Given information:
= = = = = = =
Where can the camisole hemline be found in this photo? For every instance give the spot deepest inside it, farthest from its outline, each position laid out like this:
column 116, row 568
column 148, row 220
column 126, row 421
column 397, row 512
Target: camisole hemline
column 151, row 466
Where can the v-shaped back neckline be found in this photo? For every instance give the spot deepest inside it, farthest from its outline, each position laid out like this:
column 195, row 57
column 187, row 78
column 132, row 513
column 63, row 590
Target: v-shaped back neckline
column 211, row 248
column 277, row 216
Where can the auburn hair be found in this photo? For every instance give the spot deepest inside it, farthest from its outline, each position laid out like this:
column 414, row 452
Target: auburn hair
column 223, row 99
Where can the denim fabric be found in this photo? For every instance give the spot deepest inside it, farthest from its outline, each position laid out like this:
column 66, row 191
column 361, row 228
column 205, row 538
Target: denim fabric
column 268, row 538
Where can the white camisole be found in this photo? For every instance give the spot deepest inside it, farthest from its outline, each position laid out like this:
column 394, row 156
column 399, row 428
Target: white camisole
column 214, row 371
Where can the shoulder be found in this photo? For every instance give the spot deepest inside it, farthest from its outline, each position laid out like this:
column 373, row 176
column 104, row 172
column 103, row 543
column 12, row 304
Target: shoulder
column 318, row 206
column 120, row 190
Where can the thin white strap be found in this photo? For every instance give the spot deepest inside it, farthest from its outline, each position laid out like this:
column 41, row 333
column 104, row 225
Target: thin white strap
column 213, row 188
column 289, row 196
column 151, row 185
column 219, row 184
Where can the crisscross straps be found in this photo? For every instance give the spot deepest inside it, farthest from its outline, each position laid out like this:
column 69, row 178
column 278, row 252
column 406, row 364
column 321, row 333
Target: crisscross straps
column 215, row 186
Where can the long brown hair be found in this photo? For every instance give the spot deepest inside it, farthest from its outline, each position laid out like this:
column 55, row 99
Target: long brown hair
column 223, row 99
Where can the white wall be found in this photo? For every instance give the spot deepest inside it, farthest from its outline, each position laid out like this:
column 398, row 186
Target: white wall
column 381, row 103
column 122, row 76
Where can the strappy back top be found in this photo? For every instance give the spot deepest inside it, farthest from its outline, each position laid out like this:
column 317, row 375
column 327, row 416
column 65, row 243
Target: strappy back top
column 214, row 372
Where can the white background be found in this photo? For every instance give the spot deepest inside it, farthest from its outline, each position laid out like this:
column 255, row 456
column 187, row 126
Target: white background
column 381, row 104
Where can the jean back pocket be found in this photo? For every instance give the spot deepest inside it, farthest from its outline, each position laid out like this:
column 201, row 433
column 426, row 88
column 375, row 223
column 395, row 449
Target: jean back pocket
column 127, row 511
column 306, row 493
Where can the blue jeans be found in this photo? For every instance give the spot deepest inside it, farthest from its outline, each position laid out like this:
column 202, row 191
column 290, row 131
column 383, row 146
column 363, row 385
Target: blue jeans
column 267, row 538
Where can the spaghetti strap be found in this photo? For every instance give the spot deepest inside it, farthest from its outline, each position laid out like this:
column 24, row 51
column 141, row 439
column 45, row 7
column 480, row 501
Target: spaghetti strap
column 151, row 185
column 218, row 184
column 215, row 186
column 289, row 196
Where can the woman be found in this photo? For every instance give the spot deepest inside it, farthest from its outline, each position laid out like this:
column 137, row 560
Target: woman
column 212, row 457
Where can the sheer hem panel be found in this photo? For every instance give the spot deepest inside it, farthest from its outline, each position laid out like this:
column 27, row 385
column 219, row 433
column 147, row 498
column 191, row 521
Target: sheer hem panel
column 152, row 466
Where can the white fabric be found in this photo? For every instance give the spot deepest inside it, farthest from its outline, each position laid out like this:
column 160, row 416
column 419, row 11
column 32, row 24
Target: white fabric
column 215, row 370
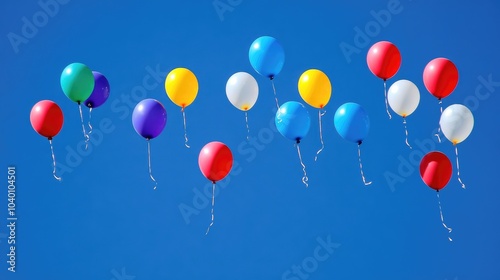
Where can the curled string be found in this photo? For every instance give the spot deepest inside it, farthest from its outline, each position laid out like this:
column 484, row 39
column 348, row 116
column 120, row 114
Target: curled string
column 246, row 122
column 320, row 134
column 361, row 166
column 458, row 168
column 442, row 219
column 406, row 133
column 386, row 102
column 185, row 130
column 85, row 135
column 275, row 95
column 304, row 178
column 53, row 160
column 212, row 212
column 149, row 165
column 439, row 125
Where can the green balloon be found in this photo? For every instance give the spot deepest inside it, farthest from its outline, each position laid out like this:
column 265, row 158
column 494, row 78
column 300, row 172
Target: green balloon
column 77, row 82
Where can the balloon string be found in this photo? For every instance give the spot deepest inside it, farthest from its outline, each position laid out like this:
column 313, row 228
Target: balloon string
column 361, row 166
column 320, row 134
column 304, row 178
column 458, row 168
column 212, row 212
column 185, row 129
column 439, row 125
column 406, row 133
column 246, row 122
column 386, row 102
column 87, row 138
column 53, row 161
column 275, row 95
column 442, row 219
column 149, row 165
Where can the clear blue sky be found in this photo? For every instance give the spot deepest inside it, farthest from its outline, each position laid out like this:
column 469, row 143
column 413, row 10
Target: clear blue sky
column 104, row 221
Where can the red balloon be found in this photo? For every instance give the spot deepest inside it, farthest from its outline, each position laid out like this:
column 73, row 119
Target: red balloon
column 215, row 161
column 384, row 59
column 440, row 77
column 435, row 170
column 47, row 118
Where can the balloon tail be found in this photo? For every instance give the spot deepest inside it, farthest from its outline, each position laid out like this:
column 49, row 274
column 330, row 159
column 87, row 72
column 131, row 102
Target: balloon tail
column 361, row 166
column 320, row 115
column 304, row 178
column 275, row 95
column 386, row 102
column 185, row 128
column 406, row 133
column 149, row 165
column 458, row 168
column 246, row 122
column 442, row 219
column 53, row 161
column 212, row 211
column 85, row 135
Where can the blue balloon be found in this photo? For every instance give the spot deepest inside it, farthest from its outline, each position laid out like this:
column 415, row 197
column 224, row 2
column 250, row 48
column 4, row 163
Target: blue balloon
column 266, row 56
column 352, row 122
column 292, row 120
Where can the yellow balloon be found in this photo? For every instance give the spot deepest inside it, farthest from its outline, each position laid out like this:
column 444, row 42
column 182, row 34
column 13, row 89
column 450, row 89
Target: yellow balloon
column 181, row 86
column 315, row 88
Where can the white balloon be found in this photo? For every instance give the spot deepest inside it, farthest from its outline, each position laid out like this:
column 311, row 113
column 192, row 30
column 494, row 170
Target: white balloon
column 403, row 97
column 242, row 90
column 456, row 123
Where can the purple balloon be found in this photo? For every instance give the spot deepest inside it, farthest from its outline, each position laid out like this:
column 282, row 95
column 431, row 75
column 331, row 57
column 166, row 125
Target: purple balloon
column 149, row 118
column 100, row 93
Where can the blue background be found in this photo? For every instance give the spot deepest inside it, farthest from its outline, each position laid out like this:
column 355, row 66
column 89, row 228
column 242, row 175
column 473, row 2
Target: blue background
column 104, row 220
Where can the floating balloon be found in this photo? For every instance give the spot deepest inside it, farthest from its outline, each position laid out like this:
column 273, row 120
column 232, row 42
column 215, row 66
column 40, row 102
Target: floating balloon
column 149, row 118
column 293, row 122
column 266, row 56
column 47, row 119
column 403, row 97
column 435, row 171
column 456, row 123
column 181, row 86
column 352, row 123
column 242, row 91
column 384, row 60
column 440, row 77
column 215, row 161
column 315, row 89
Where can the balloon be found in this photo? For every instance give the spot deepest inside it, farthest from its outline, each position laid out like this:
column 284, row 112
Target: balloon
column 292, row 120
column 46, row 118
column 383, row 59
column 315, row 88
column 352, row 122
column 100, row 93
column 266, row 56
column 149, row 118
column 215, row 161
column 456, row 123
column 242, row 90
column 435, row 170
column 403, row 97
column 440, row 77
column 77, row 82
column 181, row 86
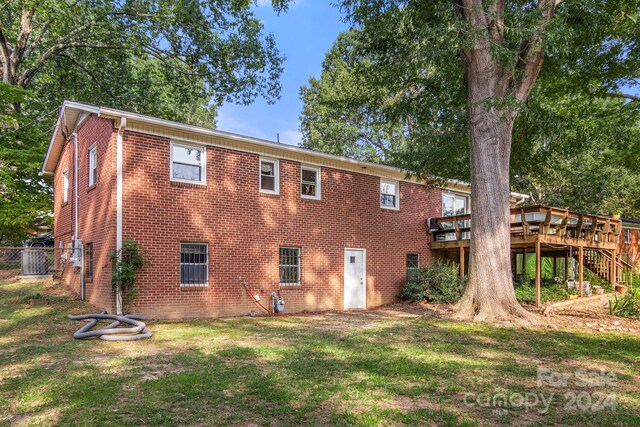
= = = = = = =
Stated task: Extract every line of the records above, word for word and in the same order, but leave the pictures out.

Exercise answer:
Where can the camisole hemline be found in this photo? For every instance give the spot deepest inside it, farthest from its outline, each position laid out like this:
column 116, row 568
column 148, row 220
column 126, row 421
column 397, row 512
Target: camisole hemline
column 151, row 466
Where can the v-shaped back neckline be found in this photo? For every instance give the spot deepest inside it, farthest from its outline, each position laid out like this:
column 195, row 57
column 187, row 78
column 132, row 513
column 63, row 590
Target: v-shaped back neckline
column 211, row 248
column 277, row 216
Where can the auburn hair be found in this photo? For every instance give the spot deepest inside it, farthest from its outline, each position laid out like this:
column 414, row 452
Target: auburn hair
column 223, row 99
Where can the denim fabric be found in this photo? For every instance give the spot deepest inside it, farthest from its outline, each position laid out like this:
column 66, row 191
column 361, row 228
column 205, row 538
Target: denim fabric
column 268, row 538
Where can the white camisole be found in this photo? For every instance give the spot deepest inside it, farthest from its outline, each position laid out like this:
column 394, row 156
column 399, row 428
Target: white camisole
column 214, row 371
Where can the shoulder be found in this photo? For every instance give the spot deepest inside it, farthest from its outline, each position laid out like this:
column 373, row 176
column 104, row 172
column 103, row 543
column 12, row 304
Target: shoulder
column 318, row 206
column 120, row 190
Where can the thin white strap be found in this photo? For every instance give the spot deepest inside it, farthest from its outline, each position laid out like this:
column 41, row 333
column 104, row 225
Target: thin white strap
column 213, row 188
column 289, row 196
column 151, row 185
column 219, row 184
Where can the crisscross straps be found in this photo? For every instance give the spot deepest inside it, farthest from its outline, each position laid out like this:
column 69, row 178
column 278, row 252
column 406, row 364
column 321, row 333
Target: crisscross straps
column 215, row 186
Where can the long brown hair be found in this photo? For every instance give the spot deepest inside it, farthest from its outline, each position laid out like this:
column 55, row 99
Target: long brown hair
column 223, row 99
Where can the white wall be found in this photo? For every instance give the spot deepest inside it, farthest from its outline, each position laid out like this:
column 398, row 186
Target: white wall
column 381, row 103
column 122, row 76
Where can the strappy back top be found in this photo? For every instance give the spot deepest inside it, farthest from its outline, each position laid out like this:
column 317, row 375
column 327, row 416
column 65, row 243
Target: strappy back top
column 214, row 372
Where can the white background be found in this photo? For every instance give the spot deepest inside it, farthest from its outline, each position laid out like this:
column 255, row 456
column 187, row 126
Target: white background
column 381, row 104
Where can the jean back pocket be found in this photo? For every instance give the spot deepest inside it, farthest from its outline, each position laid out like this:
column 201, row 433
column 426, row 88
column 375, row 223
column 395, row 449
Target: jean back pocket
column 127, row 511
column 306, row 493
Where can the blue jeans be found in this photo? For every instance give the spot deepest inside it, farthest from its outline, each position laid out like this:
column 202, row 191
column 290, row 131
column 383, row 146
column 363, row 385
Target: blue jeans
column 267, row 538
Where can the spaghetti strap be found in this photo? For every instance give the spot deepest inside it, farthest from its outline, each position laid out like this:
column 24, row 51
column 141, row 439
column 45, row 7
column 480, row 501
Target: spaghetti strap
column 151, row 185
column 218, row 184
column 215, row 186
column 289, row 196
Where can the woman be found in this photo? For every instance give the spot deepest inside it, farthest from its outline, each position laid out like this:
column 137, row 560
Target: woman
column 212, row 457
Where can the sheer hem panel be found in this photo? For every instance give the spot deepest inside it, farthest from its outline, each position laid out like this:
column 27, row 385
column 219, row 433
column 147, row 498
column 191, row 521
Target: sheer hem panel
column 152, row 466
Where can the white fabric be found in this photo? For every instance give the spot deepest inside it, farthest from its outline, each position laid out like this:
column 160, row 416
column 419, row 11
column 32, row 24
Target: white fabric
column 215, row 370
Where can the curled string be found in this photo? For every instance give the spot deepest inside it, farthest from its outline, each position laid out like this:
column 484, row 39
column 348, row 116
column 120, row 114
Target: curled string
column 246, row 122
column 320, row 134
column 361, row 166
column 458, row 168
column 442, row 219
column 406, row 133
column 386, row 102
column 185, row 130
column 85, row 135
column 275, row 95
column 304, row 178
column 53, row 160
column 212, row 212
column 149, row 165
column 439, row 125
Where can the green balloon be found in this photo? For every instance give the spot deepest inside it, farthest from its outline, each position laid out like this:
column 265, row 158
column 494, row 78
column 300, row 172
Target: green balloon
column 77, row 82
Where can the balloon string be found in this photo? For every instance give the spot deepest inside it, farthest from its outline, each position laid out like this:
column 313, row 228
Target: balloon string
column 361, row 166
column 320, row 134
column 304, row 178
column 458, row 168
column 212, row 212
column 185, row 129
column 439, row 125
column 406, row 133
column 246, row 122
column 386, row 102
column 87, row 138
column 53, row 161
column 275, row 95
column 442, row 219
column 149, row 165
Where can the clear blue sky be found in this photo? For every instance give the spot deepest inside it, farthest from its outline, each position laid out like this:
column 469, row 143
column 413, row 10
Target: clear blue sky
column 104, row 221
Where can the red balloon be found in this photo? For every instance give the spot deepest inside it, farthest from its outline, each position laid out like this:
column 73, row 119
Target: red balloon
column 215, row 161
column 384, row 59
column 440, row 77
column 435, row 170
column 47, row 118
Where can the balloon tail be found in this photo? For every instance give the spot deepest inside it, farthest from its outline, each position laid out like this:
column 49, row 274
column 330, row 159
column 87, row 72
column 131, row 102
Target: balloon tail
column 361, row 166
column 320, row 115
column 304, row 178
column 275, row 95
column 386, row 102
column 185, row 128
column 406, row 133
column 149, row 165
column 458, row 168
column 246, row 122
column 442, row 219
column 53, row 161
column 212, row 211
column 85, row 135
Where can the blue balloon be found in this photo? For every instance give the spot deepest inside it, farthest from its outline, each position laid out like this:
column 415, row 197
column 224, row 2
column 250, row 48
column 4, row 163
Target: blue balloon
column 266, row 56
column 352, row 122
column 292, row 120
Where can the yellow balloon be found in this photo? For every instance give the spot deepest inside it, farthest from its outline, each position laid out like this:
column 444, row 42
column 182, row 34
column 13, row 89
column 450, row 89
Target: yellow balloon
column 181, row 86
column 315, row 88
Where can the white balloon be found in this photo? For every instance give the spot deepest inside it, farthest from its outline, each position laid out like this:
column 311, row 113
column 192, row 30
column 494, row 170
Target: white balloon
column 403, row 97
column 242, row 90
column 456, row 123
Where can the purple balloon be found in this photo? For every instance give the spot deepest inside it, farthest from its outline, each position laid out like this:
column 282, row 95
column 431, row 75
column 331, row 57
column 166, row 125
Target: purple balloon
column 149, row 118
column 100, row 93
Where can the blue background be found in this photo? For every instance give the spot deepest inside it, farthest from its outline, each position laid out like this:
column 355, row 66
column 89, row 228
column 242, row 175
column 473, row 2
Target: blue background
column 104, row 220
Where can the floating balloon be found in this photo? For every instance give the spot deepest inside it, farthest from its outline, each position laid out like this:
column 273, row 120
column 232, row 42
column 215, row 66
column 40, row 102
Target: floating balloon
column 149, row 118
column 293, row 122
column 266, row 56
column 47, row 119
column 403, row 97
column 435, row 171
column 456, row 123
column 181, row 86
column 352, row 123
column 242, row 91
column 384, row 60
column 440, row 77
column 215, row 161
column 315, row 89
Where can the balloon be found in this photo? For every instance give the spot deepest inside it, farthest from its outline, each position laid out like this:
column 284, row 112
Target: balloon
column 292, row 120
column 46, row 118
column 383, row 59
column 315, row 88
column 352, row 122
column 100, row 93
column 266, row 56
column 149, row 118
column 215, row 161
column 456, row 123
column 242, row 90
column 435, row 170
column 403, row 97
column 440, row 77
column 77, row 82
column 181, row 86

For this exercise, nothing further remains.